# Consigne de travail A:
Traduisez en anglais cette phrase du passage sur l'affaire Pusztai : « En 1998, interviewé par la télévision britannique, il parle de ses expériences de nutrition. »
# Consigne de travail B:
Donnez la suite du passage sur l'affaire Pusztai et le roman Le Gène du perce-neige, en reprenant juste après sa dernière phrase.

On retrouve là, les ingrédients du roman noir, littérature violente de dénonciation qui naquit dans les années trente. La moisson rouge de Dashiell Hamett (1929) et plus près de nous La constance du jardinier de John Le Carré (2001) en sont de parfaites illustrations. On peut ajouter l’impact sur le cinéma. Ainsi le thriller politique de Michael Mann The Insider [5](titre français : Révélations)

À l’inverse du roman policier traditionnel, il ne s’agit plus de découvrir le coupable d’un crime mais de dénoncer les méfaits d’individus, de groupes politiques, de lobbies et autres agents de l’aliénation.

 

  Le Gène du perce-neige.

Ce roman noir est lié à ce qu’on a appelé à la fin des années quatre vingt dix, l’affaire Arpad Pustzai. Chercheur réputé, auteur de nombreuses publications dans le domaine des protéines végétales présentes dans notre alimentation, il travaillait depuis 35 ans au Rowett Institute , institut privé de recherches à Aberdeen (Ecosse.)

En 1998, interviewé par la télévision britannique, il parle de ses expériences de nutrition. Il a nourri de jeunes rats de laboratoire avec des pommes de terre transgéniques et a observé que ces derniers souffrent d’une dépression du système immunitaire et d’un retard de croissance. Il ajoute que, au vu de ses résultats, il est inadmissible qu’on utilise des OGM dans l’alimentation humaine et prenne le consommateur pour un cobaye.

Le scandale est immédiat. Pusztai est suspendu de ses fonctions, on lui interdit de s’exprimer en public et le directeur du Rowett Institute dissout son équipe et annule ses financements. La même année, la plus haute instance scientifique anglaise, la British Royal Society le désavoue : ses recherches seraient mal conçues, ses méthodes statistiques inadéquates et ses résultats inconsistants. Le comité conclut en proposant que ses expériences soient répétées et vérifiées ce qu’aucun de ses détracteurs n’a jamais fait depuis.

Le roman noir Le Gène du perce-neige s’inspire de cette lamentable affaire. Il place le lecteur au sein du conflit qui oppose une multinationale à l’un de ses employés qui travaille sur une pomme de terre insecticide obtenue en insérant dans le génome du tubercule le gène insecticide du perce-neige, la charmante fleur qui annonce le printemps. D’où le titre du roman [6].

(Données d'ancrage d'expressions)
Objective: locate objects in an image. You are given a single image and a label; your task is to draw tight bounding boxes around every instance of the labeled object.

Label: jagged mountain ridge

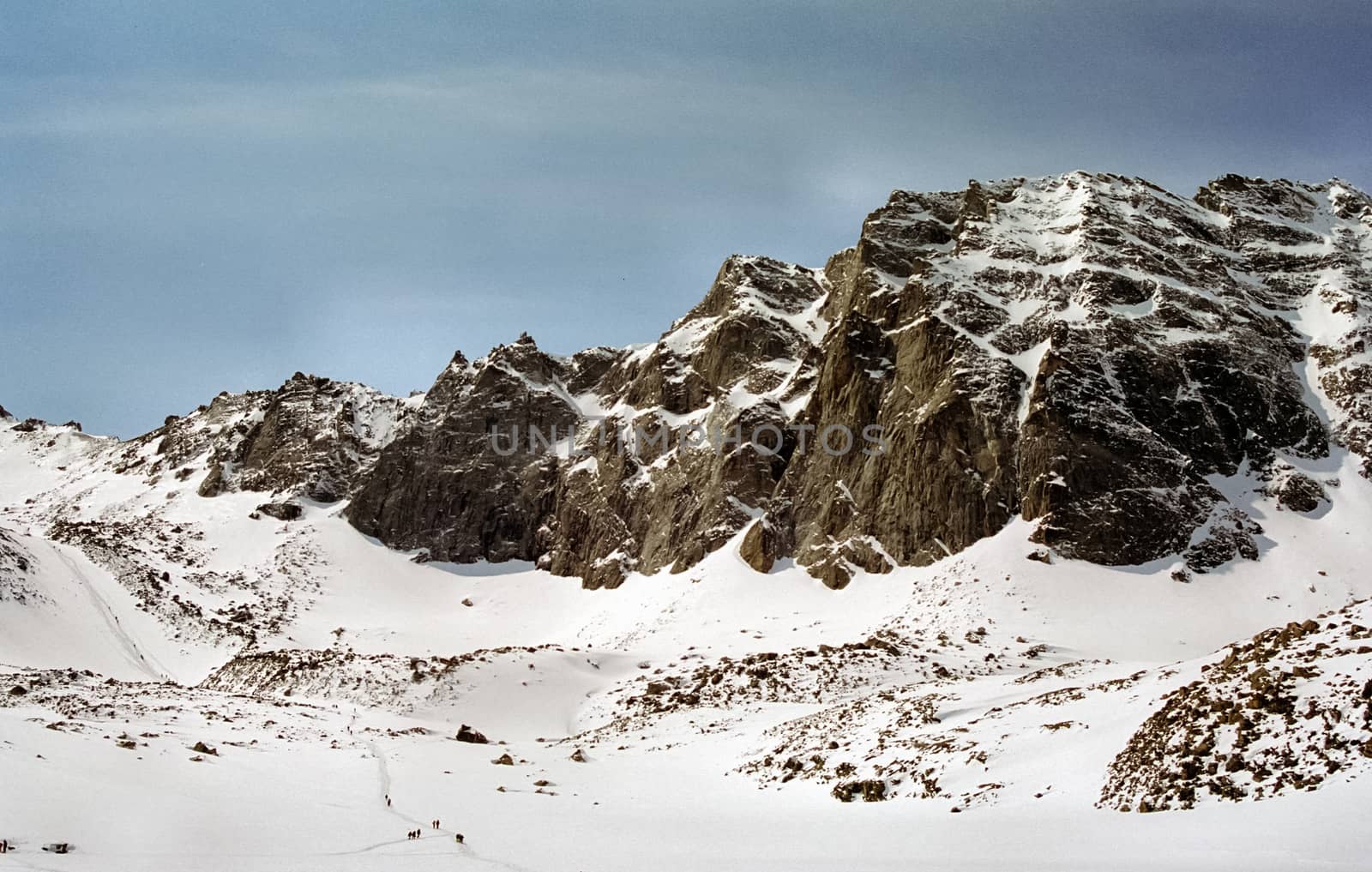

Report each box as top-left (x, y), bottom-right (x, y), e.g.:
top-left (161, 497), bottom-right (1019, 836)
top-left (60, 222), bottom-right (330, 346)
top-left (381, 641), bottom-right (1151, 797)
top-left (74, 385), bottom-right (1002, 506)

top-left (27, 172), bottom-right (1372, 586)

# Réponse A:
In 1998, interviewed by British television, he talks about his nutrition experiments.

# Réponse B:
Bâti comme un polar, ce roman est fondé sur une intrigue qui en constitue le squelette, mais sa chair se nourrit de l’intervention de citoyens qui s’insurgent contre la violence sociale et politique des institutions et de la multinationale. En premier lieu celle du chercheur qui veut porter à la connaissance du grand public les résultats accablants des tests toxicologiques qu’il a obtenus. Celles de journalistes de presse et de télévision qui ont une conscience aiguë de leur travail, celles de simples citoyens enfin qui sont las d’entendre les discours convenus sur l’inéluctable “progrès”, ne sont tenus au courant de rien, ne sont jamais consultés et se voient  imposer n’importe quoi.

Mais la direction de la transnationale, celle du laboratoire, les décideurs et bailleurs de fonds, soutenus par des lobbies de toutes sortes, contestent à tous la liberté d’expression. Par tous les moyens, y compris les plus extrêmes, ils vont tenter de garder le secret. Menaces en tous genres, interventions musclées, attentat en plein Paris, personne ne sera épargné.

Ce roman est préfacé par José Bové. Il porte en sous-titre, « Le polar qui flingue les OGM ! ».

À vous de juger.

 

 

 



[1] Le secret de fabrication des protéines est contenu dans les gènes. Le langage génétique étant universel, tout organisme est capable de « traduire » » un gène qui ne lui apppartient pas et d e fabriquer la protéine correspondante.

[2] Contrairement aux assertions des entreprises agro-industrielles, les OGM ne réduisent pas l’utilisation des pesticides. En effet on assiste à l’émergence de « mauvaises herbes » résistantes au glyphosate, l’herbicide du Roundup de Monsanto (rapport « Impacts des cultures d’OGM sur l’utilisation de pesticides – les 13 premières années » du Dr. Charles Benbrook, 2010)

[3] « Si vous contrôlez le pétrole, vous contrôlez le pays ; di vous contrôlez l’alimentation, vous contrôlez la population ». Henry Kissinger (1970)

[4]Ainsi la Commission européenne a truffé l’AESA (Agence européenne de sécurité des aliments) de personnalités acquises à la cause des OGM quand elles ne sont pas issues directement  de l’industrie elle-même.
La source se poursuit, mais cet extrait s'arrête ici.